▸ Kutipan Teks:
Telah disebutkan di dalam sebuah hadits bahwa Rasulullah ﷺ acapkali membaca sepuluh ayat dari akhir surat Ali Imran ini ketika bangkit dari tidurnya di sebagian malam hari untuk melaksanakan tahajud.
Imam Al-Bukhari mengatakan: Telah menceritakan kepada kami Sa'id ibnu Abu Maryam, telah menceritakan kepada kami Muhammad ibnu Ja'far, telah menceritakan kepadaku Syarik ibnu Abdullah ibnu Abu Namir, dari Kuraib, dari Ibnu Abbas yang menceritakan bahwa ia tidur di rumah bibinya (yaitu Siti Maimunah). Lalu Rasulullah ﷺ bercakap-cakap dengan istrinya selama sesaat, kemudian beliau tidur. Ketika malam hari tinggal sepertiganya lagi, beliau bangun dan duduk, lalu memandang ke arah langit seraya mengucapkan: “Sesungguhnya dalam penciptaan langit dan bumi, dan silih bergantinya malam dan siang terdapat tanda-tanda (kebesaran Allah) bagi orang-orang yang berakal.” (Ali Imran: 190), hingga beberapa ayat selanjutnya. Setelah itu beliau bangkit dan melakukan wudu. Setelah bersiwak, beliau melakukan shalat sebanyak sebelas rakaat. Kemudian Bilal menyerukan azannya, maka beliau ﷺ shalat dua rakaat, lalu keluar dan shalat Subuh menjadi imam bagi orang-orang.
Demikian pula Imam Muslim meriwayatkannya dari Abu Bakar ibnu Ishaq As-San'ani, dari Ibnu Abu Maryam dengan lafal yang sama.
Imam Al-Bukhari meriwayatkannya pula melalui berbagai jalur dari Malik, dari Makhramah ibnu Sulaiman, dari Kuraib, bahwa Ibnu Abbas pernah menceritakan kepadanya bahwa ia pernah menginap di rumah Siti Maimunah, istri Nabi ﷺ yang juga bibinya. Ibnu Abbas melanjutkan kisahnya, bahwa ia tidur pada bagian dari bantal yang melebar, sedangkan Rasulullah ﷺ bersama istrinya (Siti Maimunah) tidur pada bagian yang memanjang dari bantal itu. Rasulullah ﷺ tidur hingga tengah malam, atau sedikit sebelumnya atau sedikit sesudahnya. Rasulullah ﷺ bangun dari tidurnya, lalu mengusap wajah dengan tangannya untuk mengusir rasa kantuk. Setelah itu beliau membaca sepuluh ayat yang mengakhiri surat Ali Imran. Lalu beliau bangkit menuju arah tempat air yang digantungkan, mengambil air wudu darinya, dan melakukan wudu dengan baik. Sesudah itu beliau berdiri mengerjakan shalat. Ibnu Abbas melanjutkan kisahnya, "Maka aku berdiri dan melakukan hal yang sama seperti yang dilakukannya. Setelah itu aku menuju kepadanya dan berdiri di sebelahnya. Maka Rasulullah ﷺ meletakkan tangan kanannya di atas kepalaku dan memegang telinga kananku, lalu menjewernya (yakni memindahkan Ibnu Abbas dari sebelah kiri ke sebelah kanannya). Beliau melakukan shalat dua rakaat, lalu dua rakaat lagi, lalu dua rakaat lagi, lalu dua rakaat lagi, lalu dua rakaat lagi, lalu dua rakaat lagi, kemudian witir. Sesudah itu beliau berbaring hingga juru azan datang kepadanya. Kemudian beliau bangkit dan melakukan shalat dua rakaat secara ringan, lalu keluar (menuju masjid) dan shalat Subuh (sebagai imam bagi semua orang)."

▸ Tugas yang Diberikan:
a – Dalam kutipan teks, paragraf yang diawali "Imam Al-Bukhari mengatakan" memuat rantai perawi. Siapa saja perawi dalam rantai itu, berurutan dari yang pertama disebut hingga yang terakhir?
b – Jawab pertanyaan berikut berdasarkan kutipan teks:
(i) Menurut paragraf yang diawali "Imam Al-Bukhari mengatakan", berapa rakaat shalat yang dilakukan Rasulullah ﷺ setelah bersiwak?
(ii) Dari siapa Imam Muslim meriwayatkan hadits tersebut?
(iii) Dengan apa Rasulullah ﷺ mengusap wajahnya untuk mengusir rasa kantuk?
c – Ringkas paragraf dalam kutipan teks yang diawali "Imam Al-Bukhari meriwayatkannya pula" menjadi daftar poin yang tetap memuat fakta-fakta utamanya.

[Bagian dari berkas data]

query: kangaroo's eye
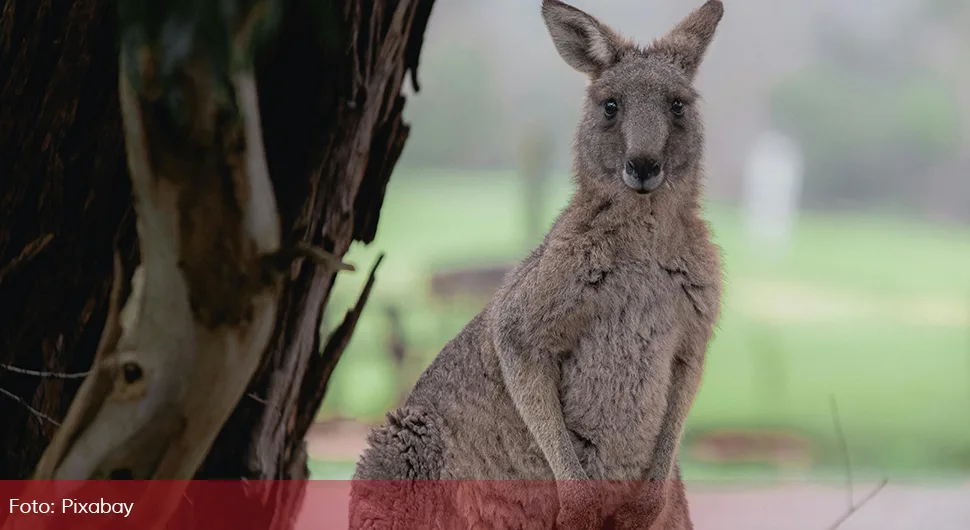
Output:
[670,99,684,116]
[603,98,620,119]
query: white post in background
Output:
[744,130,803,261]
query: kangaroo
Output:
[351,0,724,529]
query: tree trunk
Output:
[0,0,433,527]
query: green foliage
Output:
[770,65,961,205]
[401,46,509,168]
[326,171,970,479]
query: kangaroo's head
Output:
[542,0,724,194]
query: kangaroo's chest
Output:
[560,262,696,452]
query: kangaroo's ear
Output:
[650,0,724,78]
[542,0,630,76]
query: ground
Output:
[303,422,970,530]
[308,171,970,530]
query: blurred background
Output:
[309,0,970,528]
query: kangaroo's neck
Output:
[557,164,702,257]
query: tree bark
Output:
[0,0,433,527]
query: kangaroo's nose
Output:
[626,158,661,180]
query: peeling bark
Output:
[0,0,433,528]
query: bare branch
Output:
[828,395,889,530]
[0,233,54,283]
[0,364,90,379]
[828,479,889,530]
[830,394,855,507]
[0,388,61,427]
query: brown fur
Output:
[351,0,723,529]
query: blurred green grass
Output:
[315,172,970,478]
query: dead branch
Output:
[0,388,61,427]
[0,0,349,528]
[828,396,889,530]
[0,234,54,283]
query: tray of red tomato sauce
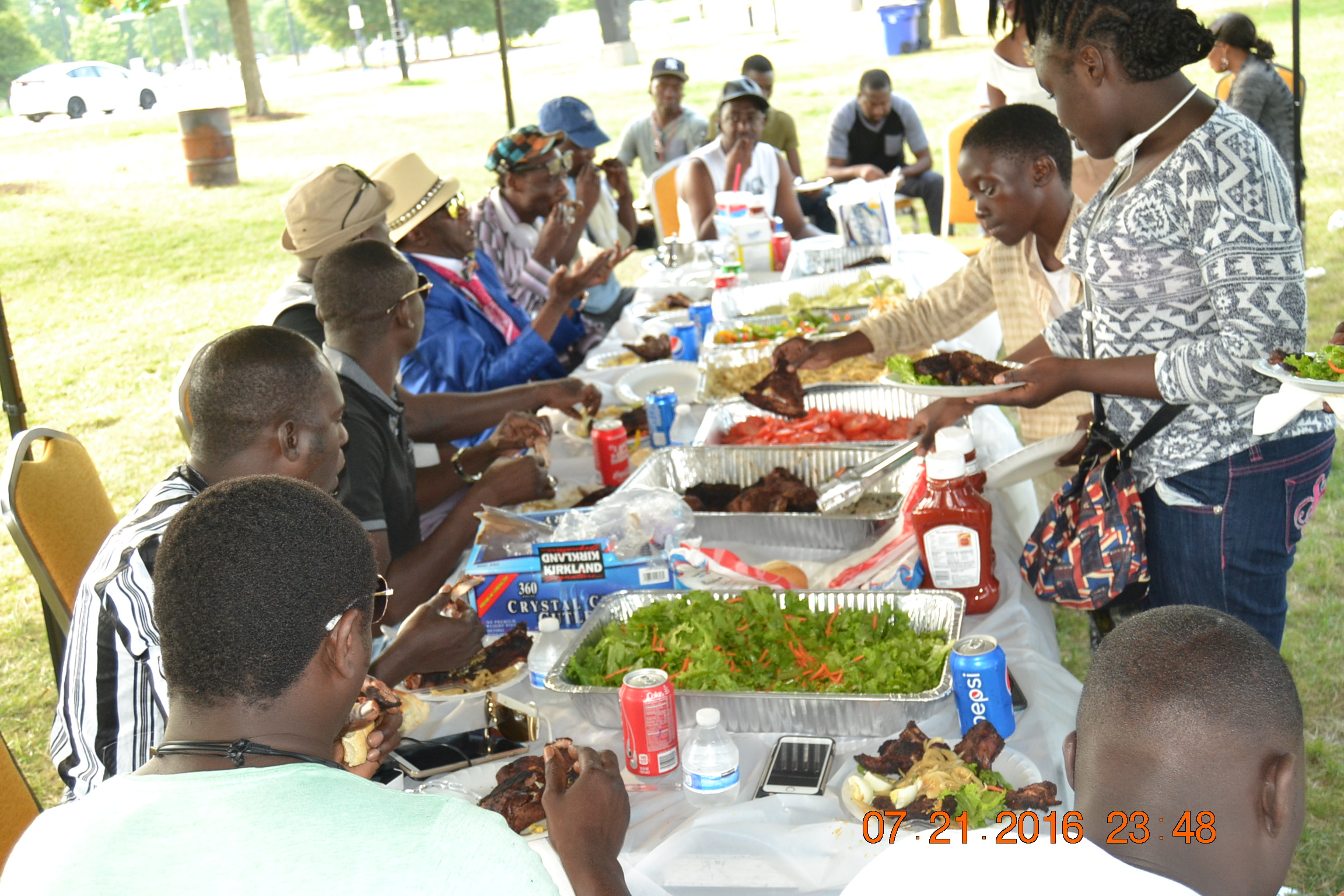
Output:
[695,383,929,444]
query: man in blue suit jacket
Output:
[375,153,615,394]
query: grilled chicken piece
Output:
[1004,780,1059,811]
[951,719,1004,771]
[621,333,672,361]
[742,359,808,421]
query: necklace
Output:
[149,737,343,770]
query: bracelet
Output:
[447,447,485,485]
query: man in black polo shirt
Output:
[827,68,942,234]
[313,240,601,624]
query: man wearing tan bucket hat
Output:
[374,153,607,394]
[254,165,393,345]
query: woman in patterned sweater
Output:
[976,0,1335,646]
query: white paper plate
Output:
[407,662,528,702]
[985,430,1086,489]
[615,361,700,404]
[1251,358,1344,395]
[839,747,1043,821]
[878,373,1026,398]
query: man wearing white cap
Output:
[374,153,607,394]
[253,165,393,345]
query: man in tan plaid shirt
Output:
[786,103,1091,443]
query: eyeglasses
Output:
[513,149,574,177]
[443,191,468,220]
[383,271,434,317]
[340,165,377,230]
[327,576,394,631]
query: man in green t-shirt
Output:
[706,54,836,234]
[0,475,631,896]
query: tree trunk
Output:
[229,0,270,117]
[938,0,961,37]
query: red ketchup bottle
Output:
[911,452,999,614]
[933,426,985,492]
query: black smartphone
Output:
[391,728,527,779]
[757,735,836,797]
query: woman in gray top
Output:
[969,0,1335,646]
[1208,12,1293,176]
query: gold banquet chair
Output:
[0,735,41,866]
[0,427,117,676]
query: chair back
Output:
[0,427,117,631]
[941,111,981,236]
[0,735,41,868]
[649,156,685,243]
[168,342,209,447]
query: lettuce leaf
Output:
[887,355,942,386]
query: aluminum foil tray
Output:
[617,442,901,552]
[545,591,967,737]
[692,383,930,444]
[695,333,901,404]
[735,265,916,317]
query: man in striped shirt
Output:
[51,327,484,798]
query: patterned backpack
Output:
[1021,395,1185,610]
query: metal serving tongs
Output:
[817,439,919,513]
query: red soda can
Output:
[593,416,631,485]
[620,669,680,778]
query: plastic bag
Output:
[548,487,695,560]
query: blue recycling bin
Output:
[878,0,922,57]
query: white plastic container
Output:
[527,617,569,691]
[681,708,741,808]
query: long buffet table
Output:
[405,238,1082,896]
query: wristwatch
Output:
[447,447,485,485]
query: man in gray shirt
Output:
[827,68,943,234]
[615,57,710,188]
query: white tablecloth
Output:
[407,236,1082,896]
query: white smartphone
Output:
[757,735,836,797]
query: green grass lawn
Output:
[0,0,1344,896]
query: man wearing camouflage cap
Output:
[254,165,394,345]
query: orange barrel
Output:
[177,109,238,187]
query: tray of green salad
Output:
[545,587,965,736]
[1251,345,1344,395]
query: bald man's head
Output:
[1065,606,1306,896]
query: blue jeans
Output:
[1141,433,1335,648]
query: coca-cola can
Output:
[593,416,631,485]
[620,669,681,778]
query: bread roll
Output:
[761,560,808,589]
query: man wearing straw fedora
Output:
[253,165,393,345]
[374,153,611,394]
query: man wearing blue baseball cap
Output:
[538,97,637,329]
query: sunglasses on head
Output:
[327,576,393,631]
[513,149,574,177]
[383,271,434,317]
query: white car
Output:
[9,62,159,121]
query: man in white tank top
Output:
[677,78,821,239]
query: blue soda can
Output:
[687,302,713,342]
[671,321,700,361]
[644,386,677,451]
[949,634,1017,739]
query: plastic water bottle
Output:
[669,404,700,444]
[681,709,739,808]
[527,617,565,691]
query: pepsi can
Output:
[947,634,1017,737]
[644,386,676,447]
[671,321,700,361]
[687,302,713,342]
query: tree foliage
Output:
[0,0,51,97]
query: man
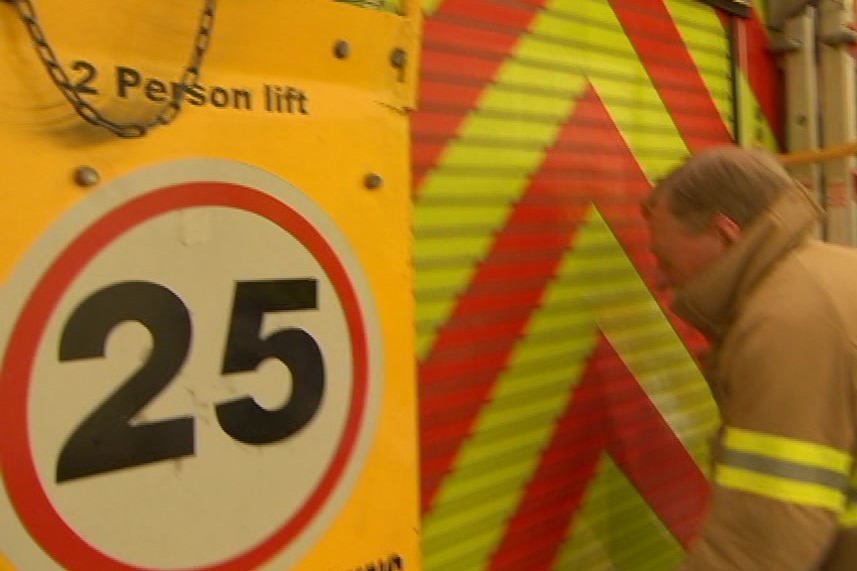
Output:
[644,147,857,571]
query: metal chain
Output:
[11,0,217,139]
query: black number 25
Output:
[56,279,325,483]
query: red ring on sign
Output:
[0,182,369,571]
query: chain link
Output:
[10,0,217,139]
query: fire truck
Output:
[0,0,857,571]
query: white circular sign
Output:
[0,159,381,571]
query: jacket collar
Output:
[672,186,821,341]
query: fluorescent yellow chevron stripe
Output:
[420,0,443,16]
[415,0,687,360]
[423,208,715,569]
[414,0,587,360]
[665,0,734,135]
[587,0,688,180]
[553,455,684,571]
[580,210,718,470]
[423,207,597,569]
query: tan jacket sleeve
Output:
[682,303,854,571]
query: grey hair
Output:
[649,145,798,231]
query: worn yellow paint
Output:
[421,0,444,15]
[0,0,420,571]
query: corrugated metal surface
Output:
[412,0,744,571]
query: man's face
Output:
[643,200,731,287]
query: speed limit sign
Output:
[0,159,383,571]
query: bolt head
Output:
[363,173,384,190]
[74,166,101,186]
[333,40,351,59]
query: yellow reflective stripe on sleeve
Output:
[723,428,851,475]
[839,473,857,527]
[715,465,845,513]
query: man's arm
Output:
[682,308,854,571]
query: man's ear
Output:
[712,214,741,246]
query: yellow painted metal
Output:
[0,0,420,571]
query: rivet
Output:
[363,172,384,190]
[333,40,351,59]
[390,48,408,69]
[74,166,101,186]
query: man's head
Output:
[643,146,794,287]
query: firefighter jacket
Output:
[673,184,857,571]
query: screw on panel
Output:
[333,40,351,59]
[74,166,101,186]
[363,172,384,190]
[390,48,408,69]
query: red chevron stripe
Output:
[489,337,709,571]
[610,0,732,151]
[411,0,547,197]
[418,89,609,512]
[737,10,785,148]
[490,90,707,571]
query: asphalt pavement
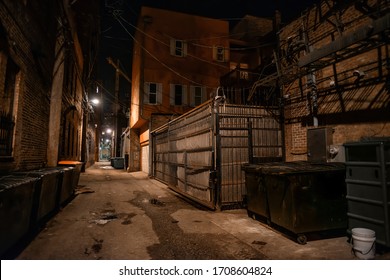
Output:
[15,162,390,260]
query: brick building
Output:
[0,0,99,173]
[253,0,390,161]
[128,7,229,172]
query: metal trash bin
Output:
[0,175,39,256]
[57,166,75,207]
[344,138,390,247]
[242,162,347,244]
[112,157,125,169]
[13,168,61,225]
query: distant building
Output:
[127,7,230,172]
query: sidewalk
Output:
[17,162,390,260]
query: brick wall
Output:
[0,1,55,171]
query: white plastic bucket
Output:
[352,228,376,260]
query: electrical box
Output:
[307,127,333,162]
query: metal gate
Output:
[151,101,282,209]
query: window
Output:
[213,46,229,62]
[144,83,162,105]
[190,86,206,107]
[170,39,187,57]
[170,84,187,106]
[0,51,21,157]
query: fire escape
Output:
[247,0,390,123]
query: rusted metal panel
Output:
[151,102,282,208]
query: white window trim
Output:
[190,86,206,107]
[144,82,162,105]
[213,45,229,62]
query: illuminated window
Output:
[190,86,206,107]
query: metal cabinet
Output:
[344,138,390,247]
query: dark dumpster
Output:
[13,168,62,225]
[0,176,39,256]
[58,160,83,189]
[242,162,347,244]
[344,138,390,247]
[111,157,125,169]
[57,166,75,206]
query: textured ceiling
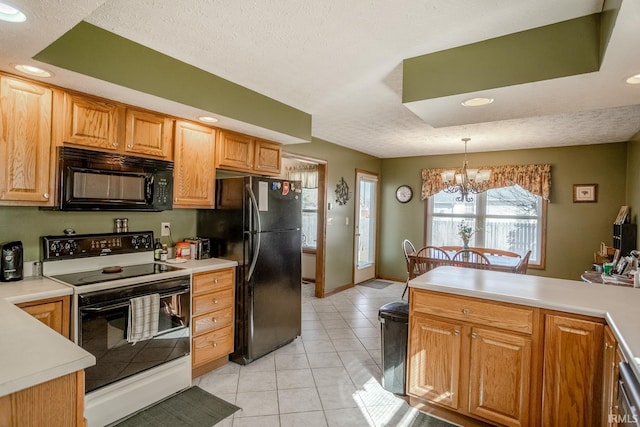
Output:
[0,0,640,158]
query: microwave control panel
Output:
[41,231,153,261]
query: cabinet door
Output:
[408,315,462,409]
[0,77,53,205]
[124,108,173,159]
[542,315,603,426]
[217,131,254,171]
[62,93,120,151]
[254,139,282,175]
[469,328,531,426]
[173,121,215,208]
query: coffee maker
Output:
[0,240,22,282]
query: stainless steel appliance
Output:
[41,231,191,426]
[609,362,640,427]
[58,147,173,211]
[0,240,22,282]
[197,177,302,364]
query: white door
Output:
[353,171,378,284]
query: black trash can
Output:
[378,301,409,395]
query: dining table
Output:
[409,251,522,279]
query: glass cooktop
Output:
[51,263,182,286]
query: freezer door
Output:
[251,177,302,231]
[245,230,302,362]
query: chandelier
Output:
[440,138,491,202]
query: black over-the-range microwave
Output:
[57,147,173,212]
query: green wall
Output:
[379,143,628,280]
[283,138,384,292]
[0,206,196,261]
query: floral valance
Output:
[287,164,318,188]
[422,165,551,200]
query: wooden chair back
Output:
[414,246,451,274]
[513,251,531,274]
[453,249,491,268]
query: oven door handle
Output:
[79,289,189,313]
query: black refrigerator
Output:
[197,176,302,365]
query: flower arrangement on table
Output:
[458,219,477,249]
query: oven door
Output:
[77,276,191,393]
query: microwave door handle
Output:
[246,184,262,282]
[80,289,189,313]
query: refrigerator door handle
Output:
[247,184,262,282]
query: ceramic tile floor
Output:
[194,283,418,427]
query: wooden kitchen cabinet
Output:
[62,93,123,151]
[542,314,604,426]
[0,370,86,427]
[173,120,216,208]
[0,76,54,206]
[216,130,282,175]
[408,289,539,426]
[16,296,71,338]
[191,267,235,378]
[124,108,173,160]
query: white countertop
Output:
[409,267,640,378]
[0,258,238,396]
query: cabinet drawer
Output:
[192,307,238,335]
[193,289,238,316]
[193,326,233,366]
[193,268,235,294]
[412,290,534,334]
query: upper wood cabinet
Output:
[62,93,122,151]
[62,93,173,159]
[0,76,53,206]
[124,108,173,159]
[542,314,604,426]
[173,120,216,208]
[216,130,282,175]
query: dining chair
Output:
[513,250,531,274]
[402,239,416,298]
[452,249,491,269]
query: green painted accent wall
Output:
[402,14,601,103]
[34,22,311,141]
[0,206,197,261]
[283,138,384,292]
[379,143,628,280]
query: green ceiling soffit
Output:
[34,22,311,141]
[402,10,619,103]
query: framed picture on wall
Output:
[573,184,598,203]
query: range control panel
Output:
[40,231,153,261]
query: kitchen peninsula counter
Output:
[409,267,640,378]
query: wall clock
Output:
[396,185,413,203]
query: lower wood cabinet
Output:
[191,268,235,378]
[16,296,71,338]
[542,314,604,426]
[0,370,85,427]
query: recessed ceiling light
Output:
[198,116,218,123]
[13,64,53,77]
[462,98,493,107]
[627,74,640,85]
[0,3,27,22]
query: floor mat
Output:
[112,386,240,427]
[358,280,393,289]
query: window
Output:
[425,185,546,266]
[302,187,318,249]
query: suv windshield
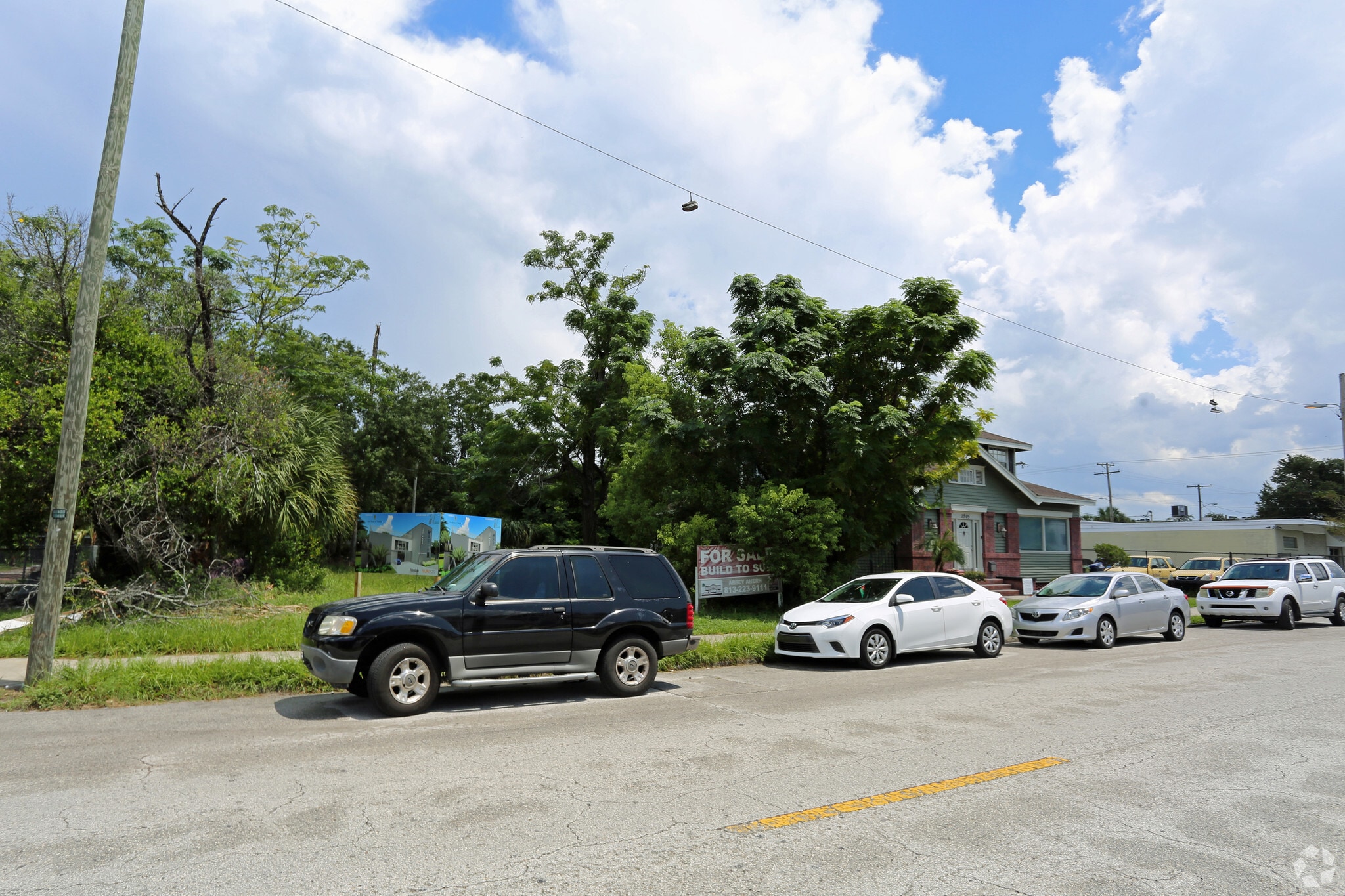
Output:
[819,579,897,603]
[1181,559,1220,570]
[430,553,499,591]
[1037,575,1113,598]
[1224,563,1289,582]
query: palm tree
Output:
[923,529,967,572]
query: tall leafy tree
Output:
[523,230,653,544]
[1256,454,1345,520]
[604,276,994,594]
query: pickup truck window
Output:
[1222,563,1289,582]
[487,557,561,601]
[608,553,682,601]
[570,557,612,601]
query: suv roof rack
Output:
[527,544,657,553]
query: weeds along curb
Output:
[12,657,334,710]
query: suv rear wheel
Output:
[1279,598,1294,631]
[364,642,439,716]
[597,638,659,697]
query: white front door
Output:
[952,513,982,570]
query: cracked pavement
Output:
[0,622,1345,896]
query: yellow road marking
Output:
[725,756,1069,834]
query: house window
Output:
[954,466,986,485]
[1018,516,1069,553]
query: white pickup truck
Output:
[1196,557,1345,629]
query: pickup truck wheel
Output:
[1093,616,1116,650]
[974,619,1005,658]
[1279,598,1294,631]
[364,643,439,716]
[597,638,659,697]
[1164,611,1186,641]
[345,672,368,697]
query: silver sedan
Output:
[1013,572,1190,647]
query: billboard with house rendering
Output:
[359,513,502,576]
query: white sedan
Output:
[775,572,1013,669]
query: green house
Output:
[882,431,1093,592]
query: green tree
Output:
[523,230,653,544]
[1256,454,1345,520]
[921,529,967,572]
[1093,542,1130,567]
[604,276,994,583]
[729,484,841,601]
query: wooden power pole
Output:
[24,0,145,685]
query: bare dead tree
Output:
[155,172,227,404]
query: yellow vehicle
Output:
[1107,556,1176,584]
[1168,553,1243,588]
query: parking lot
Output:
[0,620,1345,895]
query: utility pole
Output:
[1093,461,1119,523]
[24,0,145,685]
[368,324,384,379]
[1186,485,1214,523]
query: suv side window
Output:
[570,557,612,601]
[487,557,561,601]
[608,553,682,601]
[897,575,933,603]
[933,575,975,598]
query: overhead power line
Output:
[276,0,1304,404]
[1029,444,1340,475]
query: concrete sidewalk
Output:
[0,650,300,691]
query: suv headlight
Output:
[317,616,358,634]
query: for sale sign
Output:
[695,544,780,598]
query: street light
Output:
[1304,373,1345,461]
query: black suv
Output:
[303,545,697,716]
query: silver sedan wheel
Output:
[387,657,431,704]
[616,643,650,688]
[864,631,892,666]
[981,625,1000,653]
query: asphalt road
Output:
[0,624,1345,895]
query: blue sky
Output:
[424,0,1147,221]
[8,0,1345,515]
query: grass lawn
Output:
[0,657,334,710]
[659,626,775,672]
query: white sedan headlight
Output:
[317,616,357,634]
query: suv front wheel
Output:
[597,638,659,697]
[364,642,439,716]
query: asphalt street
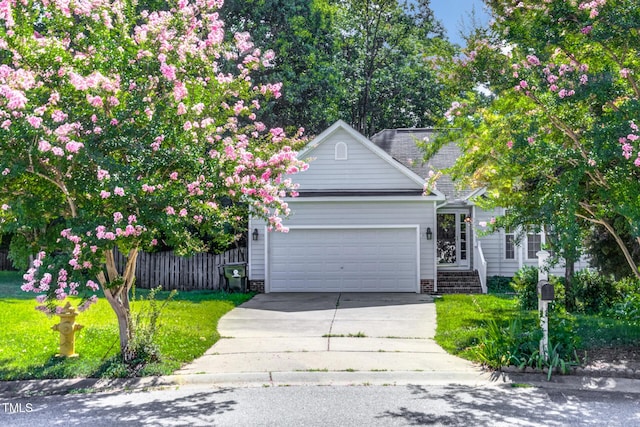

▸ Jawaban Tiap Tugas:
a –
1. Sa'id ibnu Abu Maryam
2. Muhammad ibnu Ja'far
3. Syarik ibnu Abdullah ibnu Abu Namir
4. Kuraib
5. Ibnu Abbas

b –
(i) Sebelas rakaat.
(ii) Dari Abu Bakar ibnu Ishaq As-San'ani, dari Ibnu Abu Maryam.
(iii) Dengan tangannya.

c –
- Al-Bukhari meriwayatkannya melalui berbagai jalur dari Malik, dari Makhramah ibnu Sulaiman, dari Kuraib, dari Ibnu Abbas.
- Ibnu Abbas menginap di rumah Siti Maimunah, istri Nabi ﷺ yang juga bibinya. Ia tidur di bagian bantal yang melebar, sedangkan Rasulullah ﷺ dan istrinya tidur di bagian yang memanjang.
- Rasulullah ﷺ tidur hingga sekitar tengah malam, lalu bangun dan mengusap wajah dengan tangannya untuk mengusir kantuk.
- Beliau membaca sepuluh ayat terakhir surat Ali Imran, berwudu dengan air dari tempat air yang digantungkan, lalu shalat.
- Ibnu Abbas melakukan hal yang sama dan berdiri di sebelah beliau. Rasulullah ﷺ memegang telinga kanannya dan memindahkannya dari sebelah kiri ke sebelah kanan beliau.
- Beliau shalat dua rakaat sebanyak enam kali, lalu witir, kemudian berbaring hingga juru azan datang.
- Setelah itu beliau shalat dua rakaat secara ringan, lalu keluar dan menjadi imam shalat Subuh.